# 2006 Nissan Maxima P2100 & P2101 Codes No Start



## Crystaldoll (Apr 6, 2019)

I really hope someone can help me with this. Purchased car drove a little over a week it just died one day never started again, cranks but won't start. Before this, I didn't have any issues with it besides some front end vibration that was getting worse. Replaced fuel pump thinking it was that. I have been told these codes won't cause a no start issue. Also has no pulse to the injectors for some reason. I took it to a shop they said it was the ecm cause it wasn't letting their computer read anything. They put a new ecm on, it started, ran like shit, they took it for a test drive, shut it off, car wouldn't start again, went back to throwing P2100 & P2101 codes ( throttle control motor relay circuit open & throttle actuator motor circuit range/performance) . I had another mechanic come out said my ecm is still good cause it's letting the scanner read the codes, he thinks it's the throttle body. All relays have been checked. At this point I don't know who to believe or know where to even begin. Help!


----------



## rogoman (Dec 16, 2004)

The following info was taken from the FSM for your vehicle. A lot of shops don't follow the FSMs or don't have them. With many of these shops, it's a guessing game (at your expense), especially when it comes to electronics. You can download a copy of the FSM from this web site: https://ownersmanuals2.com/. The section EC.PDF is the one you need to read.

Here are the possible causes for the P2100/P2101 fault codes:

DTC P2100
● Harness or connectors (Throttle control motor relay circuit may be open). The ECM detects a voltage for throttle control motor is excessively low. Check the connectors to make sure they are tight; check for any oxidation on the harness pins.
● The throttle control motor relay is defective.

DTC P2101
● Harness or connectors (Throttle control motor circuit is open or shorted). Check the connectors to make sure they are tight; check for any oxidation on the harness pins.
● The electric throttle control actuator is defective. After replacing the electric throttle control actuator, perform the "Throttle Valve Closed Position Learning" and the "Idle Air Volume Learning" procedures which are described in the FSM.


----------



## nightbreed797 (Mar 29, 2021)

rogoman said:


> The following info was taken from the FSM for your vehicle. A lot of shops don't follow the FSMs or don't have them. With many of these shops, it's a guessing game (at your expense), especially when it comes to electronics. You can download a copy of the FSM from this web site: Owner's Manuals. The section EC.PDF is the one you need to read.
> 
> Here are the possible causes for the P2100/P2101 fault codes:
> 
> ...


i joined this group just to say rogoman you are awesome thaks for the download


----------



## rogoman (Dec 16, 2004)

nightbreed797 said:


> i joined this group just to say rogoman you are awesome thaks for the download


Glad to help!


----------



## NVNissan (Aug 10, 2021)

rogoman said:


> The following info was taken from the FSM for your vehicle. A lot of shops don't follow the FSMs or don't have them. With many of these shops, it's a guessing game (at your expense), especially when it comes to electronics. You can download a copy of the FSM from this web site: Owner's Manuals. The section EC.PDF is the one you need to read.
> 
> Here are the possible causes for the P2100/P2101 fault codes:
> 
> ...


----------



## NVNissan (Aug 10, 2021)

Has anyone ran across a p2103code?


----------
________________
* [Instruction 1]
Translate this sentence from the forum thread into Spanish: "A lot of shops don't follow the FSMs or don't have them."

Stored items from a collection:
________________
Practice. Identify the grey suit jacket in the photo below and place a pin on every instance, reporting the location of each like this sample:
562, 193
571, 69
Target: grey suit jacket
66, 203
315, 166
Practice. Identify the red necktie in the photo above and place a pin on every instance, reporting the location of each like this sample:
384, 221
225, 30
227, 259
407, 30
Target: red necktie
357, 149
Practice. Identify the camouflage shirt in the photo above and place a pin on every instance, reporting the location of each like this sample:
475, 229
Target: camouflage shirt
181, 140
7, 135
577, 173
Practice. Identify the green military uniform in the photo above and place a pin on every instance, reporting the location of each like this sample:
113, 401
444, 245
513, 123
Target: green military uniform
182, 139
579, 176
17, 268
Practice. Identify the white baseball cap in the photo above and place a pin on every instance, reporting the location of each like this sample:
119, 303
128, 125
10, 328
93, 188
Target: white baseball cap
________________
* [Instruction 2]
Extract every line of the entries that contains the word "each".

* [Solution 1]
Muchos talleres no siguen los FSM o no los tienen.

* [Solution 2]
Practice. Identify the grey suit jacket in the photo below and place a pin on every instance, reporting the location of each like this sample:
Practice. Identify the red necktie in the photo above and place a pin on every instance, reporting the location of each like this sample:
Practice. Identify the camouflage shirt in the photo above and place a pin on every instance, reporting the location of each like this sample:
Practice. Identify the green military uniform in the photo above and place a pin on every instance, reporting the location of each like this sample:
Practice. Identify the white baseball cap in the photo above and place a pin on every instance, reporting the location of each like this sample:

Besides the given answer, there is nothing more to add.